- Given instruction
Please rewrite the records below as a JSON list of strings with one string per line, covering every record, skipping blank lines, and leaving out the pictures.

- Stored records

+ + + + +

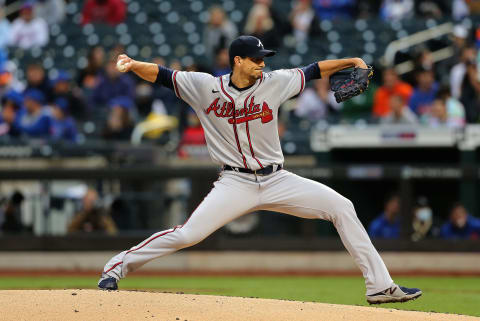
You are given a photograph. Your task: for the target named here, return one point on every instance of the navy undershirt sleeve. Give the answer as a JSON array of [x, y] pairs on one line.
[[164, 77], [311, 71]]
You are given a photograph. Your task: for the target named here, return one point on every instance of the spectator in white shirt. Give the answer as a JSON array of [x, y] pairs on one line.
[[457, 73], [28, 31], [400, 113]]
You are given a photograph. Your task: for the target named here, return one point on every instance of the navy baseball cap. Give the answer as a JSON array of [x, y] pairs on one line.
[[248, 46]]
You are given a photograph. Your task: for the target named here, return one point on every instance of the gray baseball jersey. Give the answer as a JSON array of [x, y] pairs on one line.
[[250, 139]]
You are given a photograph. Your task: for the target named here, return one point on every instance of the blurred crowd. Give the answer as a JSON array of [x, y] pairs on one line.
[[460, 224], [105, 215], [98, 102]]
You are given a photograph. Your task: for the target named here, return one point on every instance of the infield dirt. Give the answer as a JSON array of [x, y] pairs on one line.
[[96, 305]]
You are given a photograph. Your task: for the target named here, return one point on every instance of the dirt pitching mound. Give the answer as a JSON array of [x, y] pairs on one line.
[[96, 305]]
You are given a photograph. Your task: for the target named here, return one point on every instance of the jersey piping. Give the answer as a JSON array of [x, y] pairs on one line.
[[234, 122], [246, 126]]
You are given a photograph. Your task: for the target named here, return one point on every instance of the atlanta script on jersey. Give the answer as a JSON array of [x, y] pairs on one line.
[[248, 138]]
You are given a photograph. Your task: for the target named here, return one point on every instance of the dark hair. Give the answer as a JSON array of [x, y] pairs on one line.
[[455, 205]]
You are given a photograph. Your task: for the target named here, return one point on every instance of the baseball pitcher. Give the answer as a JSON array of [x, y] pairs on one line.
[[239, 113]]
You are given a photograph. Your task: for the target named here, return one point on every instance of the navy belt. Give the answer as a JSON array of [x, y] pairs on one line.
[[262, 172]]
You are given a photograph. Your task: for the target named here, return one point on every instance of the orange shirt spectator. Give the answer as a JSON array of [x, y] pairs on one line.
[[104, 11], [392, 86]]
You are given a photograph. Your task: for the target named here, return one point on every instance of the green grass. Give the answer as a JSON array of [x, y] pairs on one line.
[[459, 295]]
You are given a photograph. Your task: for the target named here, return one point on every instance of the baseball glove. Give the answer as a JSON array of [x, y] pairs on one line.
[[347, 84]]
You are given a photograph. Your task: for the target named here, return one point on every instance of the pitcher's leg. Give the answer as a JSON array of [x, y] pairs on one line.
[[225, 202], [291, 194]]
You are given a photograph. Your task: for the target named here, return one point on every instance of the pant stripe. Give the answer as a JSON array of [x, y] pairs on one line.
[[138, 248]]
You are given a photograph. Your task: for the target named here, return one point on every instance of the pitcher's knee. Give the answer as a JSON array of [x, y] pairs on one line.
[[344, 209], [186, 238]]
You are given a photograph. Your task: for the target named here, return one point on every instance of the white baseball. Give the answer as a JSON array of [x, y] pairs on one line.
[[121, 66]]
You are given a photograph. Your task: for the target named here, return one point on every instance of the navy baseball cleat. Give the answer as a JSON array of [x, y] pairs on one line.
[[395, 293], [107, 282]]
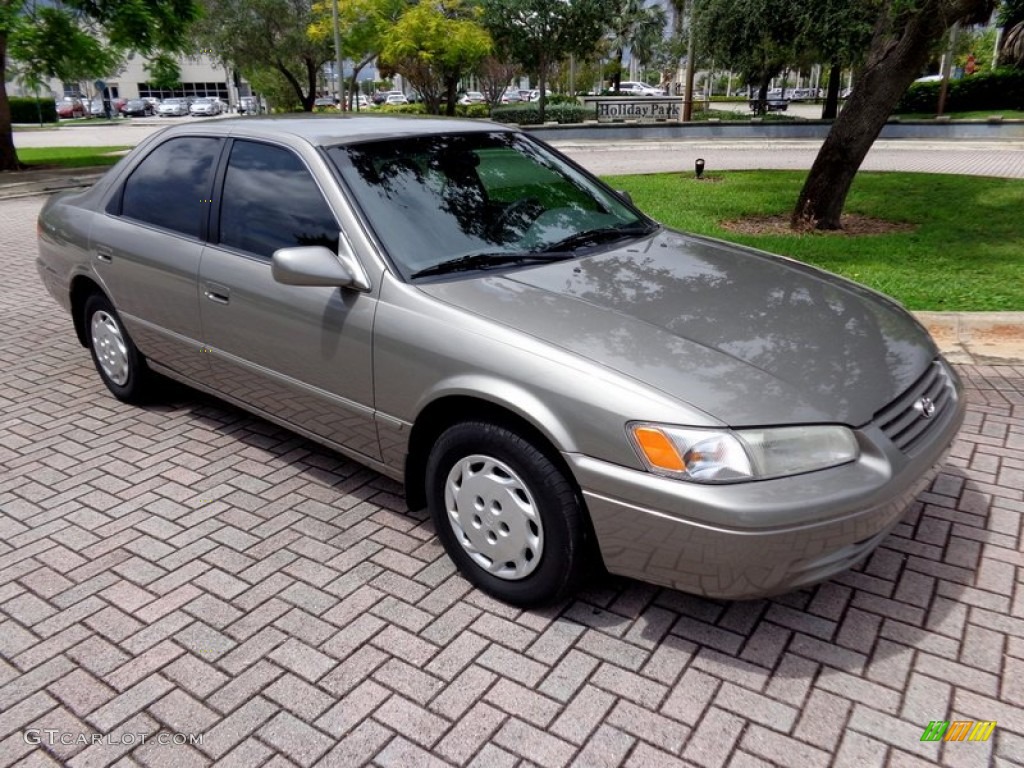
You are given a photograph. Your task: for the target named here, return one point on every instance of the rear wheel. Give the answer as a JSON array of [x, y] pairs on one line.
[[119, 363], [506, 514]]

+ + + + +

- Full output
[
  "You are given a photograph. Your task: for the target named here, return one point on every instance of the navy undershirt sleeve. Give the answer as a JSON array of [x, y] pairs on one line.",
  "[[164, 77], [311, 71]]",
  "You are given a photograph. Your task: for the target named here, return one point on every instance of the spectator in white shirt. Give the answer as a JSON array of [x, y] pairs on one line.",
  "[[457, 73], [28, 31], [400, 113]]",
  "You are given a photograph. Your task: for the target named here, return one point on every instance of the navy baseball cap. Give the answer as a JSON array of [x, y] pairs on one line.",
  "[[248, 46]]",
  "You are given a photograph. Your task: for the target named here, return one point on every instance of the gray baseball jersey. Give the answer as a JSON array of [x, y] pairs on one line.",
  "[[250, 139]]",
  "You are given a photograph. Your task: for the target named here, return one point on every instance of the blurred crowd. Give the answer as a JSON array of [x, y] pairs on one line.",
  "[[460, 224], [105, 215], [98, 102]]",
  "You are given a photograph. Your task: for the target named here, return one point on every instance of the infield dirt. Give the answer as a JSON array of [x, y] pairs on one line.",
  "[[96, 305]]",
  "You are given a photograph. Your task: for the target named here, return one point on every instance of the dirt pitching mound. Give the answer as a JSON array of [x, y] pairs on one line.",
  "[[96, 305]]",
  "You are given a photograph. Your task: for the target named here, return one point on every instance of the jersey piping. Give the answer as a JSON array of [x, y] pairs on one line.",
  "[[234, 122], [246, 126]]",
  "You are given a photograph. Your task: for the target named here, return one point on every instance of the atlanta script on jersey. Give the answer as a JSON array of [x, y] pairs on one line.",
  "[[248, 138]]",
  "You are given a photograph. Your task: for the target named here, return one point on every instance of the dark hair. Give the answer as a JSON array of [x, y] pairs on one line.",
  "[[455, 205]]",
  "You are given a photograph. Your task: for the target named here, return one point on every instance of the baseball pitcher. Give the answer as a JSON array of [x, y] pairs on one line.",
  "[[239, 113]]",
  "You are given a photograph. Your task: for the target named here, return one point on every instance of the navy belt. Give the answer as a JSON array of [x, y] pairs on one line.",
  "[[262, 172]]",
  "You are given a photograph. Your task: for the target named here, return one point on every instance of the orange shirt spectator. Give the answer as a JSON array of [x, y] pairs on one line.",
  "[[104, 11], [392, 86]]",
  "You are given a photograph. Your task: for the target named here, return one point on every instance of the green grass. Give the answer as a JSON array of [x, y] pairs on one line.",
  "[[459, 295]]",
  "You are given a photograph. Your task: for the target named here, return one point on every instance of the baseball glove. Give the answer as a JSON array of [x, y] pairs on one line.",
  "[[347, 84]]",
  "You are given a photograph. Your task: for the target named here, return one point on every instance of the pitcher's leg. Give the answer as a JSON array of [x, y] pairs on one line.",
  "[[225, 202], [291, 194]]",
  "You are given a photograph. Your task: for the target named here, return one point on every instance of the pant stripe. Give the answer as a JSON array of [x, y] pairs on one line.",
  "[[138, 248]]",
  "You are given a photograph. Your task: for the target named here, return one point on every instance of the pitcher's knee. Give the answer as a JSON array of [x, y] pairs on one line.",
  "[[344, 209], [186, 238]]",
  "You are given a photograph. Your task: for the target named here, return one point on every instance of the white baseball. Give the answer as a JSON array of [x, y] pairs on one line.",
  "[[121, 66]]",
  "You are given a photograph. Your task: for the target named here, return one point on every instance of the navy baseball cleat. Give the answer as a JSON array of [x, y] pairs on one line.",
  "[[395, 293], [107, 282]]",
  "You are given a photograph. Your task: for the target named here, return one point on every instance of the rear wheel. Give the answer as a JSON array of [x, y] pairs on one line.",
  "[[119, 363], [506, 514]]"
]